* Work to be completed *
Copy every one of the following entries line for line, changing nothing.

* Data supplied *
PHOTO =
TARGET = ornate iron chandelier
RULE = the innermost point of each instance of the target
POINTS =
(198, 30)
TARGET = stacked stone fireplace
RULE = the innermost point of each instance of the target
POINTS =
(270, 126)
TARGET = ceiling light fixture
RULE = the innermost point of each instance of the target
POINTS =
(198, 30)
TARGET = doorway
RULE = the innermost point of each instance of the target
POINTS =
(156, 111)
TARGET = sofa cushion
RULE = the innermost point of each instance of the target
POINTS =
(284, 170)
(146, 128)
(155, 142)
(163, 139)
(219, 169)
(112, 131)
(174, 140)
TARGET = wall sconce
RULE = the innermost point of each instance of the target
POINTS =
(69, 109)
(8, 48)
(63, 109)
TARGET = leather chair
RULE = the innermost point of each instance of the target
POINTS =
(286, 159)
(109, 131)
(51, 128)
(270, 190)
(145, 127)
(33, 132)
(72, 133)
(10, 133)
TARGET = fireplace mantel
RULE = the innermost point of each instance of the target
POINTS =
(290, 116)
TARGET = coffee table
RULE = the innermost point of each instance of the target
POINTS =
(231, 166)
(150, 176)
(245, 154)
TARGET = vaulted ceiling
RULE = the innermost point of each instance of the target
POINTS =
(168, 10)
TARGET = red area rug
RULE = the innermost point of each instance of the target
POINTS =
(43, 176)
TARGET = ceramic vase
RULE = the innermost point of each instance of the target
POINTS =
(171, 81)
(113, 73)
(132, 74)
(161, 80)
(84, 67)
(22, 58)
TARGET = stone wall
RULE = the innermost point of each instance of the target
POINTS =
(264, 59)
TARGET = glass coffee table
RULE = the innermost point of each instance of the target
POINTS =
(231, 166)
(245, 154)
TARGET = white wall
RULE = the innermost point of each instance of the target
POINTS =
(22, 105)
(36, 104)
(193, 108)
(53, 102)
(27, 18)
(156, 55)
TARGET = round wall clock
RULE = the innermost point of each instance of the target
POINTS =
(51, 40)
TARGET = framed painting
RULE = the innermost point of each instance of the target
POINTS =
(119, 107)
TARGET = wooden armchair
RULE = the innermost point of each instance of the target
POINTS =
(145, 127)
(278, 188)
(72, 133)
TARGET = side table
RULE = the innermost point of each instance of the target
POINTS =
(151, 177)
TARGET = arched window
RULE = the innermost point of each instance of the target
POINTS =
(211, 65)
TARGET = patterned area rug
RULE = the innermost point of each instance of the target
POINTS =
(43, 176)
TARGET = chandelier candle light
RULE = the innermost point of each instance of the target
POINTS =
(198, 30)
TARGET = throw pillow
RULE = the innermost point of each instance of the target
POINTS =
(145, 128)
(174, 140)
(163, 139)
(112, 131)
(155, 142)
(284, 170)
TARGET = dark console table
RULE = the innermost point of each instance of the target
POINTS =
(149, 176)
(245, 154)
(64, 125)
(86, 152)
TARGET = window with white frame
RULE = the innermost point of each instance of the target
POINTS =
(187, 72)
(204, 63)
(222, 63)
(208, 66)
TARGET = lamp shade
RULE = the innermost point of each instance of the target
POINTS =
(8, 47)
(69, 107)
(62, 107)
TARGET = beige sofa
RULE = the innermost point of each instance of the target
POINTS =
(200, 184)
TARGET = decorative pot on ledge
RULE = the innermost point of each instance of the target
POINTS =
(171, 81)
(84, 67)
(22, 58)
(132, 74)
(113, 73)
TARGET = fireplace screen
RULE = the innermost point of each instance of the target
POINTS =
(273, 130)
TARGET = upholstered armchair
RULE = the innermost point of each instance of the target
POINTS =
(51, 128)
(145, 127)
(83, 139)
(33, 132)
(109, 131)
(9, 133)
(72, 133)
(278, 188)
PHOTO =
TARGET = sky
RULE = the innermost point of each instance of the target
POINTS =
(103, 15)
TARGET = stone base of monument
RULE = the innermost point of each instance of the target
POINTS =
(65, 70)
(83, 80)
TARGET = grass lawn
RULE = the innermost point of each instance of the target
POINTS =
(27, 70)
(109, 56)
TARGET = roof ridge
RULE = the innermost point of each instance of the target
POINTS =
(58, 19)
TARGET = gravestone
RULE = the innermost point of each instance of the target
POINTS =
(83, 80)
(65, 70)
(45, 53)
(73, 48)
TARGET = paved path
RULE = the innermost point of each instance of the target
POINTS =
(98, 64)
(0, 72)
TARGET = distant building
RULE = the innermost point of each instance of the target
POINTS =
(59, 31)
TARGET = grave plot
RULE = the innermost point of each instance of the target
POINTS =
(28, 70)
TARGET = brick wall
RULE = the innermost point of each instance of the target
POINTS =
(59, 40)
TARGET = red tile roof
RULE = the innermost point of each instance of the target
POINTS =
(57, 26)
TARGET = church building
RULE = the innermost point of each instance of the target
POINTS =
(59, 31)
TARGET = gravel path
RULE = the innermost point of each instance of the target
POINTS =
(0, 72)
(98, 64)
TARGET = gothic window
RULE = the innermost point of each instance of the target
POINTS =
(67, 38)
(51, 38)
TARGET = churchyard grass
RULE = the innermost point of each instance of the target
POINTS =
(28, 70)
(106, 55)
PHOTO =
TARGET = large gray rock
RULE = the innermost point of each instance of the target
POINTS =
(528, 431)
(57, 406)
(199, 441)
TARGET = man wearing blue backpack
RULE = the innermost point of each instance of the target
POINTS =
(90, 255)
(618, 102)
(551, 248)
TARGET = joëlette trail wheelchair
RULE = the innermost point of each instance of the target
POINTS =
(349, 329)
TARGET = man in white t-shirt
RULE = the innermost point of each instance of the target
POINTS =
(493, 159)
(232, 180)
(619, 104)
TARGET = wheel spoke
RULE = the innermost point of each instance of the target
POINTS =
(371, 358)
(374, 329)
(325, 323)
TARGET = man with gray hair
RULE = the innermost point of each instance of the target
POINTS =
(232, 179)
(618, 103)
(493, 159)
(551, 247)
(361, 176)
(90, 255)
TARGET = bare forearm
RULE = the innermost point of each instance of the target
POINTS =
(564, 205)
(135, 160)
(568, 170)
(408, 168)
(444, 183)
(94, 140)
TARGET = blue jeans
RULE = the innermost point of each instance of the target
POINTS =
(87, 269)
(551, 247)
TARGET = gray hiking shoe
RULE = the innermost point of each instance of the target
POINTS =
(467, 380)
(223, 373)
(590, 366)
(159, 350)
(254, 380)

* Exercise result *
PHOTO =
TARGET = ornate iron chandelier
RULE = the innermost point of each instance of the target
POINTS =
(198, 30)
TARGET = stacked stone fireplace
RULE = the innermost point of each instance of the target
POINTS =
(270, 126)
TARGET = ceiling light fixture
RULE = the innermost point of each instance of the target
POINTS =
(198, 30)
TARGET = doorway
RULE = the innermost point of each instance of the target
POINTS =
(156, 111)
TARGET = sofa cushion
RULE = the innermost point of each instance of the target
POINTS =
(284, 170)
(146, 128)
(155, 142)
(163, 139)
(219, 169)
(112, 131)
(174, 140)
TARGET = wall sconce
RULE = the innermost point of each instance of the target
POINTS =
(69, 109)
(8, 48)
(63, 109)
TARGET = leather chair
RULE = the innermost point of each instance of the target
POINTS =
(286, 159)
(109, 131)
(51, 128)
(270, 190)
(145, 127)
(33, 132)
(72, 133)
(10, 133)
TARGET = fireplace mantel
RULE = the innermost point of each instance of the target
POINTS =
(290, 116)
TARGET = coffee table
RULE = the innermost point of each instance of the target
POINTS =
(231, 166)
(150, 176)
(245, 154)
TARGET = vaulted ceiling
RULE = the innermost point of each instance of the target
POINTS =
(168, 10)
TARGET = red area rug
RULE = the innermost point of each instance of the target
POINTS =
(43, 176)
TARGET = ceramic vase
RULE = the innermost point of each instance of the target
POINTS =
(171, 81)
(113, 73)
(132, 74)
(161, 80)
(84, 67)
(22, 58)
TARGET = stone wall
RULE = the innermost point of each instance of the target
POINTS =
(264, 59)
TARGET = glass coffee table
RULE = the innermost point of each instance of the target
POINTS =
(231, 166)
(245, 154)
TARGET = white wall
RULE = the innermost point of each instance of the target
POINTS =
(22, 105)
(36, 104)
(193, 108)
(53, 102)
(27, 18)
(156, 55)
TARGET = round wall clock
RULE = the innermost point of each instance of the target
POINTS =
(51, 40)
TARGET = framed painting
RULE = the innermost point of each instance of the target
POINTS =
(119, 107)
TARGET = wooden armchair
RULE = the innermost point of each instance of the target
POINTS =
(145, 127)
(278, 188)
(72, 133)
TARGET = side table
RULE = the innermost point of each instance of the target
POINTS =
(151, 177)
TARGET = arched window
RULE = the innermost point of each instance of the target
POINTS =
(211, 65)
TARGET = patterned area rug
RULE = the innermost point of each instance of the target
POINTS =
(43, 176)
TARGET = chandelier candle light
RULE = the innermost point of each instance of the target
POINTS =
(198, 30)
TARGET = throw pillow
RULE = the innermost point of each instance of the target
POINTS =
(145, 128)
(174, 140)
(163, 139)
(112, 131)
(155, 142)
(284, 170)
TARGET = dark console table
RULE = the innermost point of each instance of the target
POINTS =
(149, 176)
(245, 154)
(64, 125)
(86, 152)
TARGET = window with white frame
RULE = the innermost point of each instance of the target
POINTS =
(187, 72)
(204, 63)
(222, 63)
(208, 66)
TARGET = lamp shade
RULE = the innermost point of each instance of the target
POINTS =
(8, 47)
(69, 107)
(62, 107)
TARGET = beige sofa
RULE = the innermost point of each instance of the target
POINTS =
(200, 184)
TARGET = decorative pot on ledge
RULE = the innermost point of each instance of the target
POINTS =
(171, 81)
(84, 67)
(22, 58)
(132, 74)
(113, 73)
TARGET = fireplace screen
RULE = the innermost point of each instance of the target
POINTS =
(273, 130)
TARGET = upholstered armchair
RULE = the innermost point of each instance of the target
POINTS =
(51, 128)
(145, 127)
(83, 139)
(33, 132)
(109, 131)
(9, 133)
(72, 133)
(278, 188)
PHOTO =
TARGET = sky
RULE = the innermost point of each instance of the target
POINTS =
(103, 15)
TARGET = stone base of monument
RULE = the innermost point of each instance of the target
POINTS =
(65, 70)
(83, 80)
TARGET = grass lawn
RULE = the innermost point of each instance of the target
POINTS =
(27, 70)
(109, 56)
TARGET = roof ridge
RULE = the innermost point of each instance of the target
POINTS =
(58, 19)
TARGET = gravestone
RULE = the innermost point of each instance of the target
POINTS =
(83, 80)
(65, 70)
(45, 53)
(73, 48)
TARGET = paved path
RULE = the innermost point of each instance of the target
POINTS =
(98, 64)
(0, 72)
TARGET = distant building
RULE = the innermost point of each instance of the target
POINTS =
(59, 31)
TARGET = grave plot
RULE = the innermost point of each instance of the target
POINTS =
(28, 70)
TARGET = brick wall
RULE = the innermost point of each instance of the target
POINTS =
(59, 40)
TARGET = red tile roof
RULE = the innermost point of each instance of the target
POINTS =
(57, 26)
TARGET = church building
RULE = the innermost point of each instance of the target
POINTS =
(59, 31)
TARGET = gravel path
RULE = the innermost point of each instance of the target
POINTS =
(0, 72)
(98, 64)
TARGET = gothic window
RULE = the innermost point of each instance of the target
POINTS =
(67, 38)
(51, 38)
TARGET = churchyard grass
RULE = the innermost point of each instance of the target
POINTS =
(28, 70)
(106, 55)
PHOTO =
TARGET = large gray rock
RULE = the innermost point of each instance of the target
POINTS =
(528, 431)
(57, 406)
(199, 441)
TARGET = man wearing blue backpack
RULE = the innermost point of each instance of the target
POINTS =
(90, 255)
(618, 102)
(551, 248)
TARGET = joëlette trail wheelchair
RULE = the innermost point of each instance of the target
POINTS =
(349, 329)
TARGET = man in white t-shirt
RULE = the innermost point of each instance of the target
POINTS =
(493, 159)
(232, 180)
(619, 104)
TARGET = wheel spoke
RULE = the innermost point of each instance of the target
POINTS =
(371, 358)
(374, 329)
(325, 323)
TARGET = man with gray hair
RULE = the innermost point of each instance of the target
POINTS =
(232, 179)
(618, 103)
(493, 159)
(551, 247)
(361, 176)
(90, 255)
TARGET = bare forearm
RULE = the innermost point of each instance of the target
POINTS =
(564, 205)
(135, 160)
(568, 170)
(408, 168)
(444, 183)
(94, 140)
TARGET = blue jeans
RULE = the innermost point of each instance of the target
POINTS =
(87, 269)
(551, 247)
TARGET = gray hiking shoe
RULE = the innermost point of each instance of the target
POINTS =
(467, 380)
(223, 373)
(590, 366)
(159, 350)
(254, 380)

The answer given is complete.